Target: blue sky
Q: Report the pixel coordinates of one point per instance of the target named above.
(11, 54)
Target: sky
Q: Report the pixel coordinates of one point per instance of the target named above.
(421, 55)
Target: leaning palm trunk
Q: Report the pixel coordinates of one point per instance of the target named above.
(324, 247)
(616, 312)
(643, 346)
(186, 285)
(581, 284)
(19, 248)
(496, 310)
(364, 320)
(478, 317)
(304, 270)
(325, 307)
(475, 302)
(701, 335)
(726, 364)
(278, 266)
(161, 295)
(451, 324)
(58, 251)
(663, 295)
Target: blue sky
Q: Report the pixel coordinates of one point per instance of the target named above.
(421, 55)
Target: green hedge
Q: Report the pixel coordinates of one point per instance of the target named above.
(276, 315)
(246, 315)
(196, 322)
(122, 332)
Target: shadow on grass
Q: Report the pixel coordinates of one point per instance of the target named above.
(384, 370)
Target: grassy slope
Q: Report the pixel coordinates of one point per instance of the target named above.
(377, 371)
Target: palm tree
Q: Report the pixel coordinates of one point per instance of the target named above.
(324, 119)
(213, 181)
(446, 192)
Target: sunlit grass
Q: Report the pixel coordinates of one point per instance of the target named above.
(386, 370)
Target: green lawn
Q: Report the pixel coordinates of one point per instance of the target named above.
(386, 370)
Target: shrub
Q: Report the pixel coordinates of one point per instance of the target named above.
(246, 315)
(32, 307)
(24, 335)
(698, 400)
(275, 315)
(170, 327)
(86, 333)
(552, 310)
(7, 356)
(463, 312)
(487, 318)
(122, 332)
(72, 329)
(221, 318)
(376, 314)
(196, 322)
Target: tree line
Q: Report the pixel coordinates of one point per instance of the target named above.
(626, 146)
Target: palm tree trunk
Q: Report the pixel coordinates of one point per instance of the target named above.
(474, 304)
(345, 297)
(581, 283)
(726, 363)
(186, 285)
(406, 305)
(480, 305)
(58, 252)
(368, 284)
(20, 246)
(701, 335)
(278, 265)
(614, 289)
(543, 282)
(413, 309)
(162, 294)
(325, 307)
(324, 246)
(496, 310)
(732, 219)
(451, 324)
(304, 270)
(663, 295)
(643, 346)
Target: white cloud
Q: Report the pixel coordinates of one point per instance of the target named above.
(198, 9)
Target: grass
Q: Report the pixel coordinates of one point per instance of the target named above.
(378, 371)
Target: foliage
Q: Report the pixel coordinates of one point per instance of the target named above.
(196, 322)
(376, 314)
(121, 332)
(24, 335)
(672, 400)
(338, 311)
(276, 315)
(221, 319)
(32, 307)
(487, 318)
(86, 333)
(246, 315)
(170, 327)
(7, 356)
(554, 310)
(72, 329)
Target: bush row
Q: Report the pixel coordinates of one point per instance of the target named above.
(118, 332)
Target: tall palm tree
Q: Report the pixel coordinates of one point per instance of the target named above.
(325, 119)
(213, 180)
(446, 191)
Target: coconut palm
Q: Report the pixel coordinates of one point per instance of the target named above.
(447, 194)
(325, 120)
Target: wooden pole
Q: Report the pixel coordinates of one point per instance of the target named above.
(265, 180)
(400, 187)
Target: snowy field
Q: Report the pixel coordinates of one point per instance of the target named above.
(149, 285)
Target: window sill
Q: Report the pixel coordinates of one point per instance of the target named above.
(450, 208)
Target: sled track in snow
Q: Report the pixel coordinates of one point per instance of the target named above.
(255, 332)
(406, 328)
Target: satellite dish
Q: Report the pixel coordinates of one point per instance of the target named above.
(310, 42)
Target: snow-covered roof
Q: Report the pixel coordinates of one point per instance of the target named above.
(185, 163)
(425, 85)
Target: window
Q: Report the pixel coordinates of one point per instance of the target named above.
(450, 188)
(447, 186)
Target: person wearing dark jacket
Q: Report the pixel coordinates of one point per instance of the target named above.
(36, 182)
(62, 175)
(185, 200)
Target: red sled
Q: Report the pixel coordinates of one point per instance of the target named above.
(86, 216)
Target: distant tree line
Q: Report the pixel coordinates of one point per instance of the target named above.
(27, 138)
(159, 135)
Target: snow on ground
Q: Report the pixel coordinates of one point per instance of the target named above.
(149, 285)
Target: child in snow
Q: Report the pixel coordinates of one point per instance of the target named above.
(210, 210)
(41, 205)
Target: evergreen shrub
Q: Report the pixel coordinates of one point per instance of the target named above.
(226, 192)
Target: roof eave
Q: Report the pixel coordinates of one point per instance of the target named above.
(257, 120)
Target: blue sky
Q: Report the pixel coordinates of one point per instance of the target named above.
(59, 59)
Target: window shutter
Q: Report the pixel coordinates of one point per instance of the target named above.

====

WHAT YOU WILL DO:
Please write out the data again exactly as it stands.

ANSWER BOX:
Target: blue sky
Q: Report the pixel coordinates of one point per instance of the target named above.
(11, 54)
Target: sky
Q: Report the pixel coordinates of one point per instance of the target named above.
(421, 55)
Target: leaning palm trunk
Q: Report the pixel coordinates of one point per instance of the target named above.
(324, 247)
(616, 312)
(643, 346)
(186, 285)
(581, 284)
(19, 248)
(496, 310)
(364, 320)
(478, 317)
(304, 270)
(325, 307)
(475, 302)
(701, 335)
(726, 364)
(278, 266)
(161, 295)
(451, 324)
(58, 251)
(663, 295)
Target: blue sky
Q: Report the pixel coordinates of one point per instance of the target named above.
(421, 55)
Target: green hedge
Q: Report the pixel coordinates of one point per instance of the target named above.
(276, 315)
(246, 315)
(196, 322)
(122, 332)
Target: shadow on grass
Q: Report the pixel coordinates of one point per instance of the target named above.
(384, 370)
Target: grassy slope
Q: Report the pixel coordinates of one point per instance of the target named above.
(377, 371)
Target: palm tree
Q: Report the pixel coordinates of one point per instance of the target named above.
(324, 119)
(213, 181)
(446, 192)
Target: sunlit grass
Q: Report the pixel coordinates of one point per instance of the target named above.
(386, 370)
Target: green lawn
Q: Report the pixel coordinates of one point per instance of the target named above.
(386, 370)
Target: shrub
Q: Report the pixel coordinates of one point per instance of the target named above.
(246, 315)
(32, 307)
(24, 335)
(698, 400)
(275, 315)
(170, 327)
(86, 333)
(552, 310)
(7, 356)
(463, 312)
(487, 318)
(122, 332)
(72, 329)
(221, 318)
(376, 314)
(196, 322)
Target: tree line
Q: Report the pixel coordinates of one point per instance of the target named above.
(626, 146)
Target: palm tree trunk
Q: Report the pixel coordinates of one point per instance of the target named above.
(474, 304)
(345, 297)
(581, 283)
(726, 363)
(186, 285)
(406, 305)
(480, 305)
(58, 252)
(368, 284)
(20, 246)
(701, 335)
(278, 265)
(614, 289)
(543, 282)
(413, 309)
(162, 294)
(325, 307)
(324, 246)
(496, 310)
(732, 219)
(451, 324)
(304, 270)
(663, 295)
(643, 346)
Target: white cloud
Q: Report the pixel coordinates of one point per instance of the target named above.
(198, 9)
Target: grass
Q: Report the pixel coordinates of one point per instance of the target named above.
(378, 371)
Target: foliage
Q: Report the pixel coordinates of one point per instance of the target named above.
(196, 322)
(376, 314)
(121, 332)
(24, 335)
(672, 400)
(338, 311)
(276, 315)
(221, 319)
(32, 307)
(487, 318)
(86, 333)
(246, 315)
(170, 327)
(7, 356)
(554, 310)
(72, 329)
Target: bush row
Q: Report the pixel coordinates of one point per instance of the target named above.
(118, 332)
Target: tall palm tree
Q: Report the pixel coordinates of one point per instance of the target named above.
(325, 119)
(213, 180)
(446, 191)
Target: coconut palm
Q: Report the pixel coordinates of one point per instance of the target named above.
(447, 194)
(325, 120)
Target: wooden pole
Q: Report the pixel coordinates of one point per instance of the target named above.
(265, 180)
(400, 187)
Target: snowy field
Q: Report the pixel coordinates of one point per instance of the target named above.
(149, 285)
Target: window sill
Q: Report the pixel coordinates of one point per instance of the target named above.
(450, 208)
Target: sled track in snow
Q: Report the pixel coordinates of one point per instance of the target named above.
(255, 332)
(406, 328)
Target: satellite dish
Q: Report the pixel coordinates of one point per instance of the target named above.
(310, 42)
Target: snow-covered roof
Q: Report the pixel coordinates of one point per instance of the target named above.
(185, 163)
(425, 85)
Target: window
Q: Report the pixel coordinates of one point per instance of the target named above.
(450, 188)
(447, 186)
Target: person wearing dark jacket
Q: Report the pixel coordinates of one point per instance of the target named above.
(36, 182)
(62, 175)
(185, 200)
Target: red sled
Q: Report the pixel coordinates of one point per instance of the target named above.
(86, 216)
Target: distant tree line
Q: Report the pixel coordinates of one point per instance of the target named above.
(27, 138)
(159, 135)
Target: snow on ground
Q: Report the pixel coordinates of one point per instance of the target named above.
(149, 285)
Target: child in snow
Q: Report the pixel coordinates of one point per instance of the target named above.
(210, 210)
(41, 205)
Target: evergreen shrub
Q: Report the pixel coordinates of one point per instance of the target named above.
(226, 192)
Target: roof eave
Q: Report the pixel coordinates of one point per instance of the target named above.
(257, 120)
Target: blue sky
Q: Report the pixel coordinates of one point per instance of the target named above.
(59, 59)
Target: window shutter
Q: Report the pixel coordinates of one point per instance of the target named above.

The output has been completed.